▶ _Given exercise_: Return every line below that contains the word "green", matching case exactly.

▶ _Material for the task_:

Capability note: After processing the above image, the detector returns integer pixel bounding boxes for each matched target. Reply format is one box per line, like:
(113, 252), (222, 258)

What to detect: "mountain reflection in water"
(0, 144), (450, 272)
* * *
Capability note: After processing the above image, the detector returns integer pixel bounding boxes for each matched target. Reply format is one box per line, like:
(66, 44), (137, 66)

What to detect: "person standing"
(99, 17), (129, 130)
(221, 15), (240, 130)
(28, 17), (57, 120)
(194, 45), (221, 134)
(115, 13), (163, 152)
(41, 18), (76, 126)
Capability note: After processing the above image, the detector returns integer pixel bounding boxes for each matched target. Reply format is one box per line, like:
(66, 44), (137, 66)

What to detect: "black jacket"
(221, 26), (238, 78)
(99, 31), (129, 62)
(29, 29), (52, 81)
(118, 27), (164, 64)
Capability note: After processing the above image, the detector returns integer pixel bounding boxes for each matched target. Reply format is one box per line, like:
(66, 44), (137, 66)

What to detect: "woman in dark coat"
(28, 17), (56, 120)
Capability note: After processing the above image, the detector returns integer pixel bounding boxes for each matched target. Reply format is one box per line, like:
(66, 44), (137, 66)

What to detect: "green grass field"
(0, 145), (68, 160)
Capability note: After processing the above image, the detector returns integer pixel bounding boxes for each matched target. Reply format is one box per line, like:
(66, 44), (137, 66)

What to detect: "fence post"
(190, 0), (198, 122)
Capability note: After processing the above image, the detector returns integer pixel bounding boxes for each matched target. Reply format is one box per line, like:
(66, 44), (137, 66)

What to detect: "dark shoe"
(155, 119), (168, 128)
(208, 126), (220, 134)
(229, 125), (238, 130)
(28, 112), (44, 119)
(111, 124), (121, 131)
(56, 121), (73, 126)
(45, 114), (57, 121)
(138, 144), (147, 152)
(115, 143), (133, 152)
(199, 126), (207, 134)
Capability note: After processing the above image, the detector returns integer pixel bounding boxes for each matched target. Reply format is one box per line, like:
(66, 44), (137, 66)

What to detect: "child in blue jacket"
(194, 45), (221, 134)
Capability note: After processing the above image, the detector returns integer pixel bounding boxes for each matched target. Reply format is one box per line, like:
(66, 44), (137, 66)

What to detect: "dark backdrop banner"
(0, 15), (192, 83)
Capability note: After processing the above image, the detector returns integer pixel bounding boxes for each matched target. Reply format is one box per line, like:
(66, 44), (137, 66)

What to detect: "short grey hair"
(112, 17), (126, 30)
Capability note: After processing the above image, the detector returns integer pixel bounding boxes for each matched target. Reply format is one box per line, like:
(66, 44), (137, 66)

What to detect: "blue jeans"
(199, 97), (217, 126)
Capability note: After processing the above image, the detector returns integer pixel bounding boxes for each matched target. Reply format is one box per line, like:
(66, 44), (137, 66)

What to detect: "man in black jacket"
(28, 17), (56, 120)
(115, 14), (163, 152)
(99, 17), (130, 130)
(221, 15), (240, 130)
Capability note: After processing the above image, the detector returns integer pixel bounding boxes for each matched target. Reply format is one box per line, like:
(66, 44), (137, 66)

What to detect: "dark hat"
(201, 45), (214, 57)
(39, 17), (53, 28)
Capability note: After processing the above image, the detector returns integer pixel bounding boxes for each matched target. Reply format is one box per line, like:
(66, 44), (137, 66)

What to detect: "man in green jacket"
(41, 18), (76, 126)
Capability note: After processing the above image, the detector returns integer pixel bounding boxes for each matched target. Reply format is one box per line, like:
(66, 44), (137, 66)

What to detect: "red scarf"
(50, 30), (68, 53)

▶ _Solution for this problem_:
What to detect: "green grass field"
What to detect: "man in green jacket"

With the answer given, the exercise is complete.